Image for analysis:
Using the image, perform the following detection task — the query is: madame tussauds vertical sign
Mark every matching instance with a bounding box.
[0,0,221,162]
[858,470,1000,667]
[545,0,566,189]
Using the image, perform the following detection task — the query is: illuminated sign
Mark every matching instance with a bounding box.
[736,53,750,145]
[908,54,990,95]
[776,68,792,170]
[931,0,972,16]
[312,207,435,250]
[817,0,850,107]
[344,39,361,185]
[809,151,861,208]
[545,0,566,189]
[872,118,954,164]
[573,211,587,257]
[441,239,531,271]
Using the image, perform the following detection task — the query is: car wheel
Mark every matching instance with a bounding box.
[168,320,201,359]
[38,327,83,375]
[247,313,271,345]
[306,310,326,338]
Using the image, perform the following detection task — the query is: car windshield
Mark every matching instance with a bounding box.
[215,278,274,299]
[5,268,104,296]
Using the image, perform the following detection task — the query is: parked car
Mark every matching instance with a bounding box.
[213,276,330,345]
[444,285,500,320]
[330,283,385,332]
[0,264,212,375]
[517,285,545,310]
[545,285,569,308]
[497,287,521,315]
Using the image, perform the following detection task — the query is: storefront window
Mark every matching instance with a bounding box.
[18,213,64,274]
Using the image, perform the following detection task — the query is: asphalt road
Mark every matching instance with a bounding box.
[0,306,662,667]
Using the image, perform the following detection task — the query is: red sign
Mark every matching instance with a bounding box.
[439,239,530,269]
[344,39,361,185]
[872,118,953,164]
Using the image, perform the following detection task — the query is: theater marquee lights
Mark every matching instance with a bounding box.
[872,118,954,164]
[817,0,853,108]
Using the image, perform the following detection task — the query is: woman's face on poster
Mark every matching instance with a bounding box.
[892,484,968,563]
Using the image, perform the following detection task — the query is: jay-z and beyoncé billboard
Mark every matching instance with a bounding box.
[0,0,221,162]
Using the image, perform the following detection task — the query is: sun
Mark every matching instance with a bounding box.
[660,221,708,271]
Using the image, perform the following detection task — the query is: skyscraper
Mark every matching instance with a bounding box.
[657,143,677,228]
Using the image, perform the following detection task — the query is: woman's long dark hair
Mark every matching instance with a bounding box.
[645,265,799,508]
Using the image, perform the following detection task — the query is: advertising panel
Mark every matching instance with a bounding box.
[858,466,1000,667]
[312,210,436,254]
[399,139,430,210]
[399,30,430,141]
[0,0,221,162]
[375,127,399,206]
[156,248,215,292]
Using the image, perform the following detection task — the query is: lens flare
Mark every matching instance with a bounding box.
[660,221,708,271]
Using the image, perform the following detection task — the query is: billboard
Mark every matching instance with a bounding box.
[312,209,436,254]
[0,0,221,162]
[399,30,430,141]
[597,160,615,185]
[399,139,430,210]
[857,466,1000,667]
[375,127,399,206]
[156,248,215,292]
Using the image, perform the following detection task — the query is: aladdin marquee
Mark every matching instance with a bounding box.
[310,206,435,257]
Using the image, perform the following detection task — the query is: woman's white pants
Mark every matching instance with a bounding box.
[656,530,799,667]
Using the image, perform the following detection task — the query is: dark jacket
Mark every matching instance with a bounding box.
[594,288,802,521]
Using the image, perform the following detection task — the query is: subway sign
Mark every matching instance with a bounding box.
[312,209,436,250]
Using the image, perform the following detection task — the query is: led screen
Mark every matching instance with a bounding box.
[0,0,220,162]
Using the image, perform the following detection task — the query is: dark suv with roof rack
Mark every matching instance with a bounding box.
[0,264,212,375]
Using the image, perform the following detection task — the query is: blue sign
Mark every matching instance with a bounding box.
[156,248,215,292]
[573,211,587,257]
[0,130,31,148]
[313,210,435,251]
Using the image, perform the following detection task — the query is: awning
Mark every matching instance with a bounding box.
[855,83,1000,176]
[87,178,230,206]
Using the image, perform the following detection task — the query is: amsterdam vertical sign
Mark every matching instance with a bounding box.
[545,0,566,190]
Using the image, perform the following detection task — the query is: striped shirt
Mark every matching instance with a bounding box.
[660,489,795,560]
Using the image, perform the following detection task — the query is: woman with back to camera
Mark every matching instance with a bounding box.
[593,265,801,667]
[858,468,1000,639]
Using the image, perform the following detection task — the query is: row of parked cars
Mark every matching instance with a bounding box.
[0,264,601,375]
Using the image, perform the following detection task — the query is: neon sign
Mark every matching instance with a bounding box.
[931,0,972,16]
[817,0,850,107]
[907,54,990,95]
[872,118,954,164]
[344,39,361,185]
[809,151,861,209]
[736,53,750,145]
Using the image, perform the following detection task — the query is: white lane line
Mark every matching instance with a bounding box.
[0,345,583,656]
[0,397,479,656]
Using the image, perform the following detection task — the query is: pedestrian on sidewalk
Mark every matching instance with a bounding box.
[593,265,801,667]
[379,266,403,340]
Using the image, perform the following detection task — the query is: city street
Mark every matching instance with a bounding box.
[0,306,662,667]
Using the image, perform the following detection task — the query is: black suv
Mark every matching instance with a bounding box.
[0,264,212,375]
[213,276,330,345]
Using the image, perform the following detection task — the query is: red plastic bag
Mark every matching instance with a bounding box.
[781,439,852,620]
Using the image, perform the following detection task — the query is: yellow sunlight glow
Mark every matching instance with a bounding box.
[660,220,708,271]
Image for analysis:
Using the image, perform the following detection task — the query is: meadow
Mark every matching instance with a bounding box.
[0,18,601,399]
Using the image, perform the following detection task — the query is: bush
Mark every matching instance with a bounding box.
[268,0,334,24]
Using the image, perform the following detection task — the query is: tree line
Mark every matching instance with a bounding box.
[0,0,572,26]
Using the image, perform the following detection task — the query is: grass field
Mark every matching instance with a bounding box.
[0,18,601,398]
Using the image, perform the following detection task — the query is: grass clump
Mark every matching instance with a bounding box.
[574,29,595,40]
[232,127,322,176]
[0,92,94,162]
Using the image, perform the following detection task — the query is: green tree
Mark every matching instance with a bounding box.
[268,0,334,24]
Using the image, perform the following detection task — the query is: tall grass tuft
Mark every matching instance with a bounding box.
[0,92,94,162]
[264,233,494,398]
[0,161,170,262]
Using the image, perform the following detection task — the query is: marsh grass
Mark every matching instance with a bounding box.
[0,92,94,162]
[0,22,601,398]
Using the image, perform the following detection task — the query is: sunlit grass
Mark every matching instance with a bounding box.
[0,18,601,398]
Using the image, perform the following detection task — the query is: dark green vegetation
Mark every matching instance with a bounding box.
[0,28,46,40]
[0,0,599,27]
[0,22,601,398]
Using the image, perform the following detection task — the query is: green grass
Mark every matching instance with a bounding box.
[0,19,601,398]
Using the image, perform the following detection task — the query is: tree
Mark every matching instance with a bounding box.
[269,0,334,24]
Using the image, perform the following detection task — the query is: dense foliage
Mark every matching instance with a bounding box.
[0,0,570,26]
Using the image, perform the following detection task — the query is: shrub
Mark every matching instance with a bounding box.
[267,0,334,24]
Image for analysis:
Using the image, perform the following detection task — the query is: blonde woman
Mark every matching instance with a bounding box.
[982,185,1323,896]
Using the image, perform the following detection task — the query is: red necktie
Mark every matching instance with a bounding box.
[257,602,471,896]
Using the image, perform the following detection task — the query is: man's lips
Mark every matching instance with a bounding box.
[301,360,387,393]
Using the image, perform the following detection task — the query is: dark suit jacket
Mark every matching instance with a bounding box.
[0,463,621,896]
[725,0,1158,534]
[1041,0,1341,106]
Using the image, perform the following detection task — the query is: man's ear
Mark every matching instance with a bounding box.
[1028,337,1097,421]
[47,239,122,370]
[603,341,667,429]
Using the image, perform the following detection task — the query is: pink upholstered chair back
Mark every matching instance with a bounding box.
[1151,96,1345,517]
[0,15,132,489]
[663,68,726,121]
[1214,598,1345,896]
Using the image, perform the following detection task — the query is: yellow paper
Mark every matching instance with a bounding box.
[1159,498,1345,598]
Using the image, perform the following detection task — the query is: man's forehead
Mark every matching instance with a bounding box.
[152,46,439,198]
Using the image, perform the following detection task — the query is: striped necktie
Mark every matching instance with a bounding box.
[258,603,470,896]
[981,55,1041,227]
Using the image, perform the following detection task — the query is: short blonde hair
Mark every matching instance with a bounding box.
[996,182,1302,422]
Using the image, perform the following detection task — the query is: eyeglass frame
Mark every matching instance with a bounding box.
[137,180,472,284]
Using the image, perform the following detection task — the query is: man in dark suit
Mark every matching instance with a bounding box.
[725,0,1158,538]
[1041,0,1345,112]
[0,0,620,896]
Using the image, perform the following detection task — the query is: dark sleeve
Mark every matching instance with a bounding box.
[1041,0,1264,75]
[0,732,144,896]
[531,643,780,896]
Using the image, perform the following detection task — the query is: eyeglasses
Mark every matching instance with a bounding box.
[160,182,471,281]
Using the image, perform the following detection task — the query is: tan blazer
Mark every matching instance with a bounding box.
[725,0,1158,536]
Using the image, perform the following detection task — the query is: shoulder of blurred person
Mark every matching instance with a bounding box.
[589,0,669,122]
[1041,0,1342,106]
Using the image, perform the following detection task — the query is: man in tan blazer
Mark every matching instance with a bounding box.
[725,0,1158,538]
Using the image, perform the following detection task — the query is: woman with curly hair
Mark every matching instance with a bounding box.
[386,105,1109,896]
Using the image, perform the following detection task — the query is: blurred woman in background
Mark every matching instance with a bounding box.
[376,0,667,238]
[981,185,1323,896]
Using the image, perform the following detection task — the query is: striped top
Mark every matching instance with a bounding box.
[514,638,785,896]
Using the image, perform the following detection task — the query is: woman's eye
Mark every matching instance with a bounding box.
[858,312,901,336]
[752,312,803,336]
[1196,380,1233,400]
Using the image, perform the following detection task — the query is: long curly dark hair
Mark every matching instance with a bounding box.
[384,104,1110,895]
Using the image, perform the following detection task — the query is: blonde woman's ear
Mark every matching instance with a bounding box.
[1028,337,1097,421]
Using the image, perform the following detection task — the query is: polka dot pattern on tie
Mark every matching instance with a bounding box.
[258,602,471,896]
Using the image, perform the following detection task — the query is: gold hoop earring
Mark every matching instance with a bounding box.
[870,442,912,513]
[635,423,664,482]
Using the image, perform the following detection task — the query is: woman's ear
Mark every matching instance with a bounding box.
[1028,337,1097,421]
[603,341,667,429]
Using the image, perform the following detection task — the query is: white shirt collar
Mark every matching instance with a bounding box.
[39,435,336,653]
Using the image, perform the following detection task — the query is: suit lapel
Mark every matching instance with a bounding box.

* The task *
Shift every bounding box coordinate by 47, adding 47 to each number, and write out again every line between the line holding "is: blue sign" and the line holding "[0,397,479,656]", inclusive, keeping the wording of each item unchanged.

* Output for this exercise *
Using the image, perform the following detection task — the query is: blue sign
Mark every matching instance with a bounding box.
[203,295,262,339]
[620,258,634,304]
[47,177,78,195]
[360,257,482,298]
Using the image, perform the following detection task — the query is: awning
Mark every matching instance with a bounding box.
[902,130,1047,223]
[134,225,277,253]
Using the image, perform the following detection task — the query is: amsterdam vertical sign
Mark every matching instance with a bounding box.
[592,47,613,237]
Using the image, perform the following detection task — the query is: striped shirt
Mark every matching instance with a bounding box.
[707,536,842,607]
Using the image, perform the following detection task — the query is: woman with back to camera
Mark every matching instance with a bounding box.
[640,312,848,714]
[905,515,1047,686]
Using the image, perform the following detection task — the query is: row of parked cars
Mark every matching instance with a bounding box.
[47,311,648,422]
Using the image, perform the following detection task — the query is: neon sign
Mark every matching instance with a bounding box.
[978,47,1019,63]
[864,47,897,154]
[954,101,1037,142]
[919,165,1001,211]
[391,86,408,232]
[856,198,908,256]
[783,100,797,192]
Using the image, perform the following detection task — the query is: white lane line
Mark every matching instance with a bounding box.
[47,392,630,703]
[47,444,526,703]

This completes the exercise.